- Your task:
Could you retype the entries below exactly, omitting every picture?

-- Opening Marker --

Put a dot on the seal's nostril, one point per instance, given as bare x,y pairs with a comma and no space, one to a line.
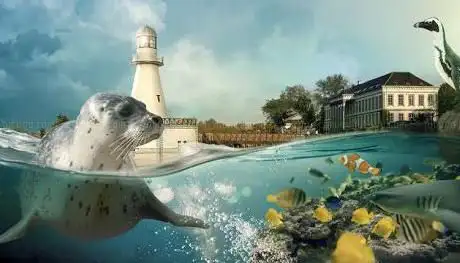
157,120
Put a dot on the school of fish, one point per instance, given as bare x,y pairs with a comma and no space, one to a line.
415,216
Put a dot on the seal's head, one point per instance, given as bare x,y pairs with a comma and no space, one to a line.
431,24
119,123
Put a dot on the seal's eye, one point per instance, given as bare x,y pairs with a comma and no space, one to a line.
126,110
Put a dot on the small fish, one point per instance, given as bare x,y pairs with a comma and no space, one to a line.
432,162
439,227
437,201
349,161
420,178
333,203
384,227
364,168
361,216
415,230
319,174
288,198
329,160
334,191
354,162
274,218
405,169
352,248
322,214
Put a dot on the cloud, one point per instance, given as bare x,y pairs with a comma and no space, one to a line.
222,59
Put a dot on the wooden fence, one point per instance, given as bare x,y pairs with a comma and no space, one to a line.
247,139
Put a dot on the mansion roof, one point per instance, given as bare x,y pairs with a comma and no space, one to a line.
389,79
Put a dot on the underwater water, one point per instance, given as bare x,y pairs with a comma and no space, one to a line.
229,194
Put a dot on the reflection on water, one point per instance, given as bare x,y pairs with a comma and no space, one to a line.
228,193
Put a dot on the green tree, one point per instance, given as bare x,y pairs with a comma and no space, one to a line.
326,88
276,110
332,85
446,98
60,119
294,99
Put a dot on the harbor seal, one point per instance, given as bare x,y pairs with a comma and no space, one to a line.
107,129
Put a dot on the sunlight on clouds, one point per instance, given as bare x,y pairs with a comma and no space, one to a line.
209,87
214,67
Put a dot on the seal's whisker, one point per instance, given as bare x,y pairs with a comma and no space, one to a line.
119,143
128,144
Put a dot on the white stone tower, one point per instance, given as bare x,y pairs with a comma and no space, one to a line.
147,85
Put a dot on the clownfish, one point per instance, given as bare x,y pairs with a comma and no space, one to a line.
354,162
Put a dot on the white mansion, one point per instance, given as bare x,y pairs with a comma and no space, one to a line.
401,95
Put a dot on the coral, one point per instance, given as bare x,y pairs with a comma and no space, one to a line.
304,239
448,172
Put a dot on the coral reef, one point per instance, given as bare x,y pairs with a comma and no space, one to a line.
304,239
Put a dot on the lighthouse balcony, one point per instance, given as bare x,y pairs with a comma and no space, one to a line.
144,58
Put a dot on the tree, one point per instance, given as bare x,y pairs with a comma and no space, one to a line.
276,111
332,85
326,88
446,98
294,99
60,119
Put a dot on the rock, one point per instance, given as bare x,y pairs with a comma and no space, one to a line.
448,172
304,239
449,129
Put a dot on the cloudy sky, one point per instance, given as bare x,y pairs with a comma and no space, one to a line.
223,58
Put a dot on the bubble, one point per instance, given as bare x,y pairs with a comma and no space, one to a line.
165,194
246,191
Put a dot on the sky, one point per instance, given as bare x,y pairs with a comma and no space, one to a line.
223,58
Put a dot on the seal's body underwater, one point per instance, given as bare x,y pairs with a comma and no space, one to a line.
107,129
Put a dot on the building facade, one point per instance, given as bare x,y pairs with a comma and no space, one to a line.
396,96
147,88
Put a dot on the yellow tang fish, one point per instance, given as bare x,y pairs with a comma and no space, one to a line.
322,214
384,227
274,218
352,248
361,216
349,161
288,198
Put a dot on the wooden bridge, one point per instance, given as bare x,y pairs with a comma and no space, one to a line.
239,140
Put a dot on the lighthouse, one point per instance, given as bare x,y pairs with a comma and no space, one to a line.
147,88
147,83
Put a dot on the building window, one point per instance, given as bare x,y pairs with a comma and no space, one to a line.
400,100
430,100
411,100
390,100
421,100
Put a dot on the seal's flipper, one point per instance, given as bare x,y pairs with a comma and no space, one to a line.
18,230
157,210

-- Closing Marker --

- Solution for this problem:
Put a dot on the seal's nostril, one point per instance, given as bare x,y pairs with a comma and no space, one to a line.
157,120
Put a dot on the school of fish, one point per instance, given as bare x,y pairs with a comma and no space, one to a line.
415,216
Put a dot on the seal's head, one point per instance, given as bare x,y pairs with a comma and no space, one to a line.
431,24
119,123
Put a dot on the seal's eye, one point per instance, given as bare x,y pairs with a comma and no space, one to a line.
126,110
Put a dot on the small fish, one point per instance, given as bare x,y pairs with a comma and no space, one to a line.
432,162
439,227
437,201
349,161
420,178
333,203
384,227
364,168
361,216
415,230
319,174
288,198
329,160
334,191
354,162
274,218
405,169
352,248
322,214
Put a dot on the cloud, one point per instance, given as bare x,y pairs with a comma and no space, one to a line.
222,59
Put a dot on the wooden fence, one point per instance, given as bare x,y pairs with a comma and no space, one to a line.
247,139
Put a dot on the mansion roof, one point per instance, given as bare x,y pairs with a comma and no space, one to a line.
389,79
Put a dot on the underwater water, one point per instance, given as bare x,y pairs with a comma and no space, one to a line.
229,194
Put a dot on the reflection on water, one point per instance, given as bare x,y pairs with a comma and no space, one to a line.
228,193
Put a dot on the green tree, one point per instance, given as bare x,y pairs with a comma and no space, one to a line.
326,88
276,110
332,85
446,98
60,119
294,99
Put a dot on the harbor seal, one point per instance, given as bare x,y pairs with a comma and no space, one to a line.
107,129
Put a dot on the sunlight on clouds, one point per instance, given as bare x,y pairs with a comma and no space, one to a line.
209,87
214,67
Put a dot on the seal's whisker, one point per instance, given as bare x,y pairs with a comma and no space, one to a line.
119,143
128,144
Put a dot on the white stone tower, one point per instance, given as bare x,y pairs with a comma and no space, one to a line.
147,85
Put a dot on the clownfish, one point per instance, given as bare x,y pairs with a comma and no space, one to a line.
354,162
Put a dot on the white mansion, one point per instance, given as bare x,y pairs with a comma and no space, one to a line.
401,95
Put a dot on the coral, one point per instance, given as bare x,y pairs with a comma and no space, one to a line.
304,239
448,172
Put a dot on the coral reef, one point per instance, given as bare x,y pairs with a comma and no space, one to a line.
304,239
Put a dot on the lighthouse balcony, one point per instance, given as bare x,y pairs with a comma and no space, one to a line.
144,58
Put a dot on the tree, one point per instance, given as bare x,y pairs with a comma and no space, one to a line.
276,111
332,85
326,88
446,98
294,99
60,119
Put a dot on the rock, one point per instance, given as bare x,y pairs with a comma and no space, one to a line.
448,172
304,239
449,129
Put a dot on the cloudy sky, one point per instance, given as bare x,y pairs with a comma and no space, one to a line.
223,58
Put a dot on the bubble, one point per instance, given as bare x,y pairs with a comma and no space, one to a line.
165,194
246,191
Put a dot on the sky, one point per instance, given as bare x,y pairs with a comma and no space, one to a line.
223,58
Put a dot on the seal's body underwater, one point per instance, given as bare x,y pairs with a comma and no space, one to a line.
107,129
Put a dot on the building facade, one point per instance, given as bare x,y pairs with a comma and no space, one to a line.
396,96
147,88
Put a dot on the yellow tang fish, one point per instance, given as bare x,y pairs with a comma and no space, one to a line.
322,214
384,227
274,218
352,248
361,216
349,161
288,198
Put a dot on the wooden bridge, one point per instance, given as bare x,y pairs with a comma and no space, one to a line.
239,140
Put a dot on the lighthouse, one point per instance, given as bare x,y pairs with a comma and no space, one to a line.
147,88
147,83
Put a dot on the building window, one point per instance, given as bare x,y pairs with a comma and no space, one to a line.
400,100
430,100
411,100
390,100
421,100
Put a dot on the seal's flipper, one point per instance, given as bare x,y pairs with a comma and no space, one to a line.
18,230
157,210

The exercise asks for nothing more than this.